# Statistical Tests

## Bivariate Student's T test
We may want to verify if two sample datasets may be coming from the same distribution or different ones, i.e. they are not very different or they are different enough.

This test's hypothesis are the following:
- H0 (base hypothesis) both datasets are coming from a sampling of the same distribution
- H1 (alternative hypothesis) the datasets may have been sampled out of different distributions

In [1]:
import pandas as pd

read daily temperatures measured in Rome from 1951 to 2009

This is the content:
|column| meaning|
|------|--------|
|SOUID| categorical: measurement source id
|DATE| calendar day in YYYYMMDD format
|TG| average temperature
|Q_TG| categorical: quality tag 9=invalid

In [2]:
roma = pd.read_csv("TG_SOUID100860.txt",skiprows=20)

This dataset column names include spaces, we need to remove them

In [3]:
roma.columns = list(map(str.strip,roma.columns))

**Collected material:**
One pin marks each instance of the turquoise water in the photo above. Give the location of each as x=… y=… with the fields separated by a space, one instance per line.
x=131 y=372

**Requirements:**
Summarize the page on statistical tests in two sentences.

**Final answer:**
The page introduces the bivariate Student's t test, which checks whether two sample datasets come from the same distribution (the base hypothesis) or may have been sampled from different distributions (the alternative hypothesis). It then uses pandas to read daily temperatures measured in Rome from 1951 to 2009, describes the source id, date, average temperature and quality tag columns, and strips the spaces from the column names.